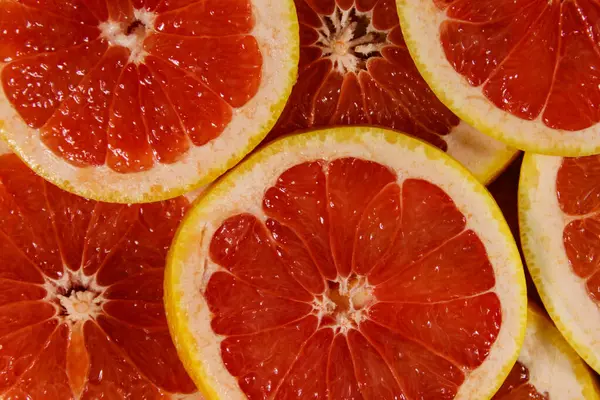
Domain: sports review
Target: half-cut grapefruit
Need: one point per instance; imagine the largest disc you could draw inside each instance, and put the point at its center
(346, 263)
(547, 368)
(559, 205)
(142, 100)
(355, 69)
(524, 72)
(81, 295)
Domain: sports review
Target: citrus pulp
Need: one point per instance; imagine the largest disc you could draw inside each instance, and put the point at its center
(524, 71)
(352, 262)
(142, 100)
(81, 310)
(355, 69)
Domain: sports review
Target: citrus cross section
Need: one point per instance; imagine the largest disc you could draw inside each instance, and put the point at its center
(338, 268)
(81, 289)
(134, 100)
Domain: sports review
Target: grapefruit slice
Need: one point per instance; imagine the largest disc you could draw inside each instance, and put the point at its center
(559, 203)
(547, 368)
(349, 263)
(355, 69)
(524, 72)
(142, 100)
(81, 309)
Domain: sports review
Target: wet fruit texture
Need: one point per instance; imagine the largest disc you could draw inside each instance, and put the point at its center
(81, 311)
(517, 386)
(579, 198)
(355, 69)
(356, 285)
(492, 44)
(128, 84)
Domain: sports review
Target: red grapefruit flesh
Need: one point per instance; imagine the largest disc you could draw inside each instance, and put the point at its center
(81, 311)
(524, 72)
(306, 306)
(517, 386)
(83, 90)
(152, 98)
(492, 44)
(355, 69)
(579, 198)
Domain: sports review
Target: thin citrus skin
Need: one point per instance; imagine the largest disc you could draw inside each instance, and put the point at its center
(536, 317)
(187, 236)
(158, 193)
(547, 145)
(529, 178)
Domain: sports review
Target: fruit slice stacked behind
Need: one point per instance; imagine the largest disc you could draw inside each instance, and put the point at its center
(81, 288)
(355, 69)
(559, 201)
(524, 72)
(350, 263)
(547, 368)
(139, 100)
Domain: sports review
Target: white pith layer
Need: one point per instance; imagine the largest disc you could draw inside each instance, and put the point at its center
(542, 226)
(421, 21)
(276, 33)
(483, 155)
(190, 267)
(553, 366)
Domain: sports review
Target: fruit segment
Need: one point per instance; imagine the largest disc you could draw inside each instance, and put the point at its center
(579, 198)
(491, 43)
(81, 309)
(407, 308)
(105, 82)
(355, 69)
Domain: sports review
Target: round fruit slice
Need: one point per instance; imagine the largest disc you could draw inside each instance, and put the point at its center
(355, 70)
(349, 263)
(547, 367)
(524, 71)
(559, 214)
(142, 100)
(81, 298)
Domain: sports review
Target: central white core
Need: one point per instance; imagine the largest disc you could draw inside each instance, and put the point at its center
(130, 35)
(346, 302)
(80, 306)
(342, 46)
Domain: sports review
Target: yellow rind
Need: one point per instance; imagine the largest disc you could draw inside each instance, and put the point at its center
(563, 150)
(160, 194)
(584, 376)
(185, 240)
(528, 180)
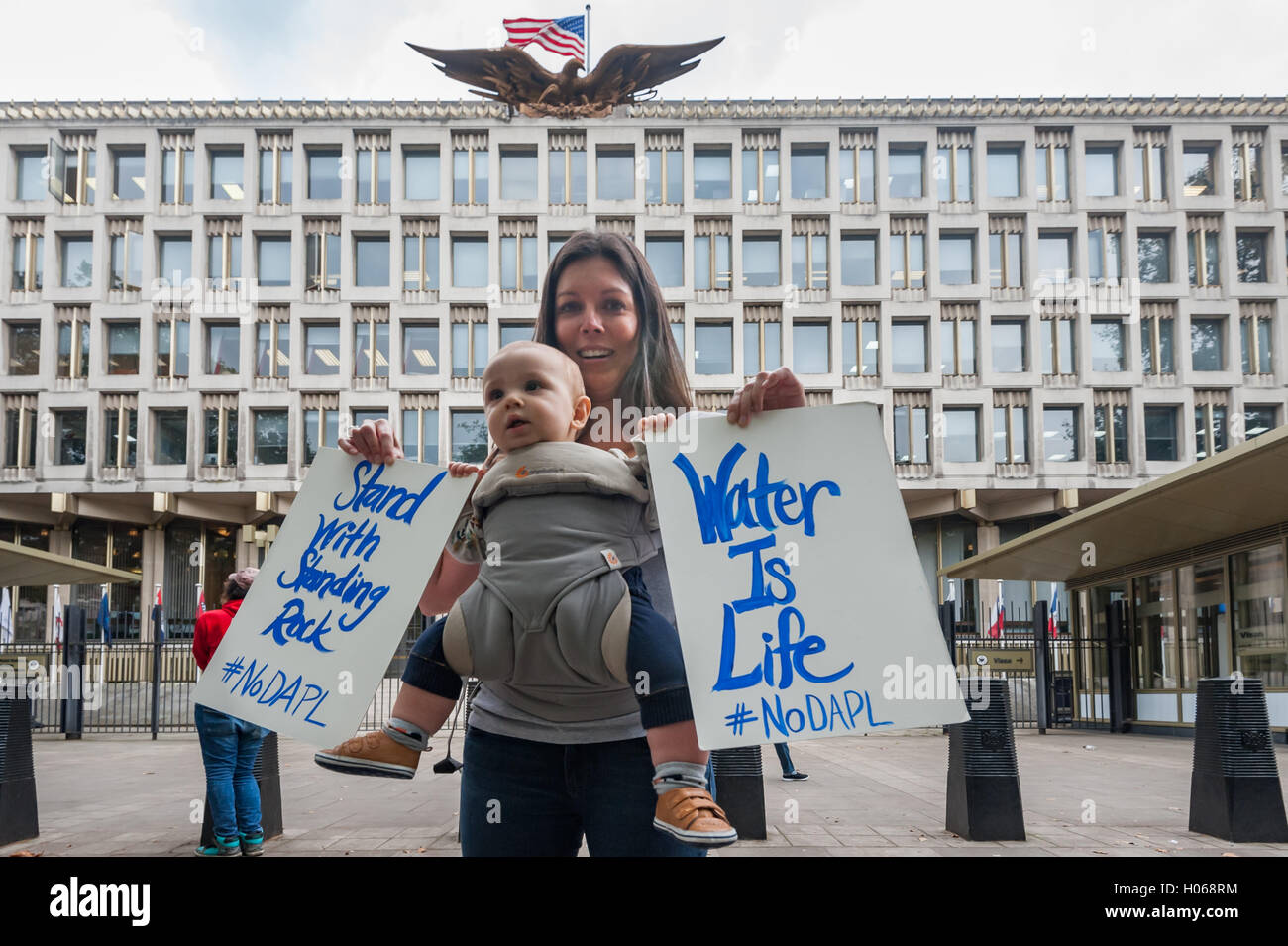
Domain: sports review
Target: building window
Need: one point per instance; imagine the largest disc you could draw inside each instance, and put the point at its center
(956, 259)
(223, 348)
(128, 174)
(809, 261)
(322, 348)
(1247, 171)
(120, 437)
(1059, 356)
(1102, 170)
(420, 348)
(1055, 255)
(1060, 433)
(1250, 248)
(1010, 434)
(219, 437)
(909, 261)
(73, 345)
(274, 175)
(172, 348)
(1154, 255)
(420, 434)
(961, 435)
(953, 172)
(1010, 353)
(325, 166)
(858, 175)
(69, 437)
(469, 349)
(469, 262)
(420, 263)
(761, 347)
(909, 347)
(226, 175)
(176, 172)
(321, 262)
(1209, 430)
(271, 435)
(1006, 261)
(170, 433)
(1005, 170)
(1205, 258)
(712, 348)
(811, 348)
(614, 172)
(907, 171)
(957, 347)
(1159, 433)
(273, 259)
(911, 434)
(469, 437)
(24, 348)
(1150, 171)
(712, 267)
(123, 348)
(77, 262)
(1112, 434)
(1052, 172)
(1256, 344)
(421, 174)
(809, 171)
(370, 345)
(665, 257)
(712, 172)
(1108, 345)
(271, 348)
(1155, 345)
(372, 261)
(374, 176)
(760, 175)
(760, 259)
(859, 348)
(1207, 349)
(567, 175)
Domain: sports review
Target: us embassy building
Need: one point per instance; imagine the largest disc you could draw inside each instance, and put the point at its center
(1050, 301)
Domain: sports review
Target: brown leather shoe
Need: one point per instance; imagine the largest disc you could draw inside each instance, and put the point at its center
(691, 815)
(374, 753)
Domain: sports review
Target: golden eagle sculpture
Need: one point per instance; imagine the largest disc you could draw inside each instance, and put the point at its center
(625, 73)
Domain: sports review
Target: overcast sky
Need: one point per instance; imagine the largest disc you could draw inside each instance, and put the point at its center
(338, 50)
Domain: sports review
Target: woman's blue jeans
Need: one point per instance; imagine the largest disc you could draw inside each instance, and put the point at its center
(228, 749)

### Task details
Using the material above, filter for lines holding "citrus" and copy each one.

### Task output
Target: citrus pulp
Target: citrus cross section
Target: thin citrus skin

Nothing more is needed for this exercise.